(SOURCE TEXT Opens)
The Thousand Year Old Algae


Apparently, Hacienda Dominguez & Chelenzo Farms is ready to open its own chapter of MeowWolf, after their latest success in Vegas, because we’ve now had our refrigerator outside the kitchen door for about nine days.

We had been ordered to keep it off the kitchen floor for at least seven days in order for the latest layer of polyurethane to cure, as the previous ten layers (an exaggeration) did not set in properly and began chipping immediately with normal light (socks only) traffic.

Anyway, I suppose one silver lining of our constant displacement for the last eight weeks is that parts of our home get to mirror our local internationally-known “artertainment” complex.

That said, yesterday panned out to be a pleasant day of work-work and creative play-work. There was also the virtual office work-work-work that filled half the day, but no news there, so moving on…

In addition to making a few nice coasters out of tiles I bought at Jackalope Santa Fe some time ago, I had the privilege of spending some pleasant one-on-one time with my almost-8-year-old (just two more weeks) daughter, Olivia Luz.

Together, we gathered a good hundred white rocks from across the landscape, piled them in a barrow and then washed and hand-scrubbed them all.

It was not only a good prompter to finally hook up our new 100-foot contractor’s gardening hose to our rain catchment spout, but Olivia Luz and I also had an ecology lesson too.

I had long been fascinated by how half of the rocks we dug up were half-white on top and half a nice kryptonite-green on the buried-side. Erroneously, I had presumed in my fantasy-world of everything-is-beautiful (it is) that it was a permanent coloring formed over millions of years.

Alas, or rather thankfully, we were quickly enlightened to the fact that grass grows and is greener beneath the rocks of our desert lawn too.

Albeit, not grass, but algae, it scraped-and-peeled right off once it had soaked in the makeshift barrow-tub for a few minutes. The smell of a small pond forming made me think we would soon see the first amphibian emerge from our little cesspool of evolution, but it was also the first clue that the green grass of home was actually glowing desert parchment.

Alright-alright, perhaps not algae-exactly, but pretty darn close. Here’s something I found post-scripte that formerly (but not as funly) explains our brilliant shades of green:

“The most colorful coatings on rocks are produced by lichens, a remarkable symbiotic relationship between microscopic algal cells and fungal filaments. There are hundreds of species in the southwestern United States, including leafy forms and low-growing crustose species resembling a thick layer of paint. The lichen body (thallus) is composed of algal cells living inside a compact mass of fungal tissue. The algae are photosynthetic and provide the fungus with carbohydrate nutrients. The delicate algal cells also gain mechanical protection from hostile climatic conditions by being tightly enveloped in a dense meshwork of fungal filaments. Large colonies of lime-green map lichen (Rhizocarpon geographicum) may be thousands of years old.”

Anyhoo, after an hour of mud splatters on our shirts and a good father-daughter chat, we decided to let our quarry soak overnight.

Setting myself up for some classic slapstick, I carefully rolled the ton of rocks-and-water over our little trail-hill and down to the cactus garden, where we let our arms rest and took in the magnificent late-afternoon mountain vista for a moment, as the glorious reward for our devotion and labor.
(SOURCE TEXT Closes)
(THE DATA Opens)
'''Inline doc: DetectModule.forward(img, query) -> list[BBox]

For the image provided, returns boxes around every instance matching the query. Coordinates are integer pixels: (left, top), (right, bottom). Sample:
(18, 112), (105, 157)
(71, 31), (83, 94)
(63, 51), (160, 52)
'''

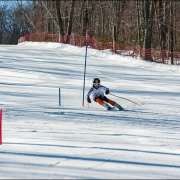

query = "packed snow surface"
(0, 42), (180, 179)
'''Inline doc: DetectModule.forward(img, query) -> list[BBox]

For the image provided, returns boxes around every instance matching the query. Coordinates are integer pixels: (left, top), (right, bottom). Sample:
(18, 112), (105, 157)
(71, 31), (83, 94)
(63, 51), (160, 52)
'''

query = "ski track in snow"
(0, 42), (180, 179)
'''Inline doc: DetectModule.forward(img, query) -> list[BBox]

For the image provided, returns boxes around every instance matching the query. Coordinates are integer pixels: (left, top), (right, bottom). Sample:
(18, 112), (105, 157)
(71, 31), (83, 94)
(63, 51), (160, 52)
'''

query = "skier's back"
(87, 78), (123, 110)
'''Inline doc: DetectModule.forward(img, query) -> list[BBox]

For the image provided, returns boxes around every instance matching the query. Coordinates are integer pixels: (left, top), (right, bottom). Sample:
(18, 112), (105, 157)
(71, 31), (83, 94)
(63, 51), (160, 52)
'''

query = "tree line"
(0, 0), (180, 63)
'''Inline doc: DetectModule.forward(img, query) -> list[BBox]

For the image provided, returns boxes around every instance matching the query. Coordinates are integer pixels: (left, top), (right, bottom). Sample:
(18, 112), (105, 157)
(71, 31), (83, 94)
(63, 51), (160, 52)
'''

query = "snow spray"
(0, 109), (2, 145)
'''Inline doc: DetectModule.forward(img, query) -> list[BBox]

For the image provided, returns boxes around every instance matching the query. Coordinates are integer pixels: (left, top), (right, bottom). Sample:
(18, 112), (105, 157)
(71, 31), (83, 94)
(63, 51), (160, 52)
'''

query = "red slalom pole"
(0, 109), (2, 145)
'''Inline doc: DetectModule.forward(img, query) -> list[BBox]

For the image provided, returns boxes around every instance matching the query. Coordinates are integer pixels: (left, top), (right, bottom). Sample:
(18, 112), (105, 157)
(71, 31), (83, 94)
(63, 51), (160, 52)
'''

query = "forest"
(0, 0), (180, 64)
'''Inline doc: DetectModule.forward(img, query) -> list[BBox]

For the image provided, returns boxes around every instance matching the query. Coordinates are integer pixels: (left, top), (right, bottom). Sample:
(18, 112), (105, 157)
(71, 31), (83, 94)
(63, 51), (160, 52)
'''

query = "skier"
(87, 78), (123, 111)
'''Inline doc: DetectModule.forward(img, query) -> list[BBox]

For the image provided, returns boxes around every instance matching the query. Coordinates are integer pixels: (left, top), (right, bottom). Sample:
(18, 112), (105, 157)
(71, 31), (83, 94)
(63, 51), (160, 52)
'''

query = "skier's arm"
(102, 86), (110, 94)
(87, 88), (93, 103)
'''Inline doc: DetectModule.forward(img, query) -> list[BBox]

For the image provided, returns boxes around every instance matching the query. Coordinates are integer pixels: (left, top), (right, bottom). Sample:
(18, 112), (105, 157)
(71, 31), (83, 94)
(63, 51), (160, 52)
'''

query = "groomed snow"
(0, 42), (180, 179)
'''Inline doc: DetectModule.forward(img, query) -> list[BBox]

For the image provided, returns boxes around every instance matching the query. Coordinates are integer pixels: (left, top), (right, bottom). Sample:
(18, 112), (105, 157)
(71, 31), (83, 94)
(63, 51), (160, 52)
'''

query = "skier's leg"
(95, 98), (112, 110)
(106, 97), (123, 110)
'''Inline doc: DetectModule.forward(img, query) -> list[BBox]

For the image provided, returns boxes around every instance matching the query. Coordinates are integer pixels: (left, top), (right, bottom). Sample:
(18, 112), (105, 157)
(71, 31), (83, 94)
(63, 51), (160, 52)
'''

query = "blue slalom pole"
(82, 32), (88, 106)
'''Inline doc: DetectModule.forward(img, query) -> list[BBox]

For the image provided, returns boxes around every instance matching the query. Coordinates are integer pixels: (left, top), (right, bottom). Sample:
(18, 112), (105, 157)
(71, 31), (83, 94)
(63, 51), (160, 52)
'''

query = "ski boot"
(114, 103), (124, 111)
(103, 103), (113, 111)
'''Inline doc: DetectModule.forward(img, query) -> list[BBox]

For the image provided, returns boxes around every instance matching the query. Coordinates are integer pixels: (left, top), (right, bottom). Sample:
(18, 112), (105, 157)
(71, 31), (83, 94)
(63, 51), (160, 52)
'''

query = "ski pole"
(110, 93), (140, 105)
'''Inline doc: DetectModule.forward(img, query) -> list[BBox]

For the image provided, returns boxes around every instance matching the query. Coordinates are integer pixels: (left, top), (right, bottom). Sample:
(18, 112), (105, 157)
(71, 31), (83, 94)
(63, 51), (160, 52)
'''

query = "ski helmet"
(93, 78), (101, 84)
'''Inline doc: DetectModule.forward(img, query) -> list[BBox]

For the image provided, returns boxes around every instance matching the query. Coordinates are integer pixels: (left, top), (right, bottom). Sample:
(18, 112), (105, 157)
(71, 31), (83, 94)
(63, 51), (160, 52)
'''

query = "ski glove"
(105, 89), (110, 94)
(87, 97), (91, 103)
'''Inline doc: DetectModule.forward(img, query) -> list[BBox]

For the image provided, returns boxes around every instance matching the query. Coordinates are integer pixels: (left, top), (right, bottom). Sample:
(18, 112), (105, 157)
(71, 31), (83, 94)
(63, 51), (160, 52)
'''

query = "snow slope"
(0, 42), (180, 179)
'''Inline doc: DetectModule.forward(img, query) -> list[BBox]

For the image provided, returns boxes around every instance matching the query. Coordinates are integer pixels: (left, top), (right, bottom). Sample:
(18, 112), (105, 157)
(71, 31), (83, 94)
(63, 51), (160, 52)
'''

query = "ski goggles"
(93, 82), (100, 87)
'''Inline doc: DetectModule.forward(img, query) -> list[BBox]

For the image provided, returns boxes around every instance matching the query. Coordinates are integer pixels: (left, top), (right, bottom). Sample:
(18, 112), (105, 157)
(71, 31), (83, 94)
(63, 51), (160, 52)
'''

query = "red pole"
(0, 109), (2, 145)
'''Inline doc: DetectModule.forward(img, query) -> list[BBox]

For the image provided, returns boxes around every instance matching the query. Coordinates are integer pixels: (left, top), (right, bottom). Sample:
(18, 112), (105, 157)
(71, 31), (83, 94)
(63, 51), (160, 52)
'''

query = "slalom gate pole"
(82, 31), (88, 106)
(0, 109), (2, 145)
(110, 93), (140, 105)
(59, 88), (61, 106)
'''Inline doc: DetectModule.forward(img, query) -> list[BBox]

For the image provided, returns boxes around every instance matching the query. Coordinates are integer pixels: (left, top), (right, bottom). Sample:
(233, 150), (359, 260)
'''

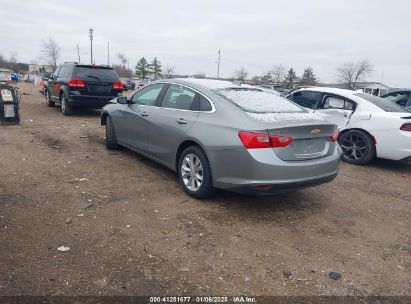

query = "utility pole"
(89, 28), (93, 64)
(76, 43), (80, 63)
(107, 42), (110, 66)
(217, 50), (221, 79)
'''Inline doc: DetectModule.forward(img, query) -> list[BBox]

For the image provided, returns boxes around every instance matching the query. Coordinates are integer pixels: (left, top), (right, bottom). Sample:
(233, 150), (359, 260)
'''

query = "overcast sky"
(0, 0), (411, 87)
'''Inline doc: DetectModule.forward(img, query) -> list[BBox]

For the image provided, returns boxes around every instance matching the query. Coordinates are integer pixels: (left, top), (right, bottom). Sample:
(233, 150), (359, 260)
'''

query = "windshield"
(217, 88), (306, 113)
(75, 66), (119, 82)
(354, 93), (410, 113)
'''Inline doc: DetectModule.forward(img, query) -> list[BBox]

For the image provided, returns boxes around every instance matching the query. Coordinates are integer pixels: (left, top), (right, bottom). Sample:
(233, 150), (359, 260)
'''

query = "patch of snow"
(219, 89), (305, 113)
(246, 112), (329, 123)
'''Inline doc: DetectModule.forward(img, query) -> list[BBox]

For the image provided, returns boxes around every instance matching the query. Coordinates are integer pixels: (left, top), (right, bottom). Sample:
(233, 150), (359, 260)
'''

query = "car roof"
(159, 78), (259, 90)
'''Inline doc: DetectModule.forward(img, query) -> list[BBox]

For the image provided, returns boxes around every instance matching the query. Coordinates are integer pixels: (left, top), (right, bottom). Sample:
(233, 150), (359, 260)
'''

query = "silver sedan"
(101, 79), (341, 198)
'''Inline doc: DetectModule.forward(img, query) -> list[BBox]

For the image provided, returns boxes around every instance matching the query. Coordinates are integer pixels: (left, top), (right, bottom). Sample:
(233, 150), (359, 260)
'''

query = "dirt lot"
(0, 84), (411, 295)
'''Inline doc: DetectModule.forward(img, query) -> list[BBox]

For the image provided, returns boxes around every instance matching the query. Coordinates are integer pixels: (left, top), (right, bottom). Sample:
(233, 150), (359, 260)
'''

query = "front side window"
(161, 84), (196, 110)
(216, 88), (305, 113)
(384, 92), (409, 107)
(131, 83), (164, 106)
(292, 91), (321, 109)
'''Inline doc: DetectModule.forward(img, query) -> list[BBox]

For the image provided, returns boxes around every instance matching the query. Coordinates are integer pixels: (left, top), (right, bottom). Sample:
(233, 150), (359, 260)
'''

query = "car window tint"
(292, 91), (321, 109)
(217, 88), (305, 113)
(131, 83), (164, 106)
(200, 95), (213, 112)
(161, 84), (196, 110)
(354, 93), (410, 113)
(75, 66), (119, 82)
(384, 92), (409, 107)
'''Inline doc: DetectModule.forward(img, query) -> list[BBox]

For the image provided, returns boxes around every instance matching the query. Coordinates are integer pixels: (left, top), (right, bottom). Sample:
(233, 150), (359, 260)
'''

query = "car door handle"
(176, 118), (187, 125)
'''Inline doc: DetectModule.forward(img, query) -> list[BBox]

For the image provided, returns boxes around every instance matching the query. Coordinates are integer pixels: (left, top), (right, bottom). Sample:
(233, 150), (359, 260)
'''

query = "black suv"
(45, 62), (123, 115)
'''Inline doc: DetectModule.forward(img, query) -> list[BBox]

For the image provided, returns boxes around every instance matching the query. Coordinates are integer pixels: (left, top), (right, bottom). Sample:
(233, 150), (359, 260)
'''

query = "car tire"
(338, 130), (376, 165)
(106, 116), (118, 150)
(177, 146), (215, 199)
(61, 93), (73, 116)
(44, 90), (56, 107)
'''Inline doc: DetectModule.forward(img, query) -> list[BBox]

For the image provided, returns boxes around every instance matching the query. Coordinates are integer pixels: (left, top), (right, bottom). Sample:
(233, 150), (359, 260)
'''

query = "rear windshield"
(217, 88), (306, 113)
(75, 66), (119, 82)
(354, 93), (410, 113)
(THE DATA Closes)
• **TASK BRIEF**:
In the post about the algae on the rocks, what do the algal cells in a lichen provide the fungus with? Please answer in a few words.

• **FINISHED TASK**:
Carbohydrate nutrients.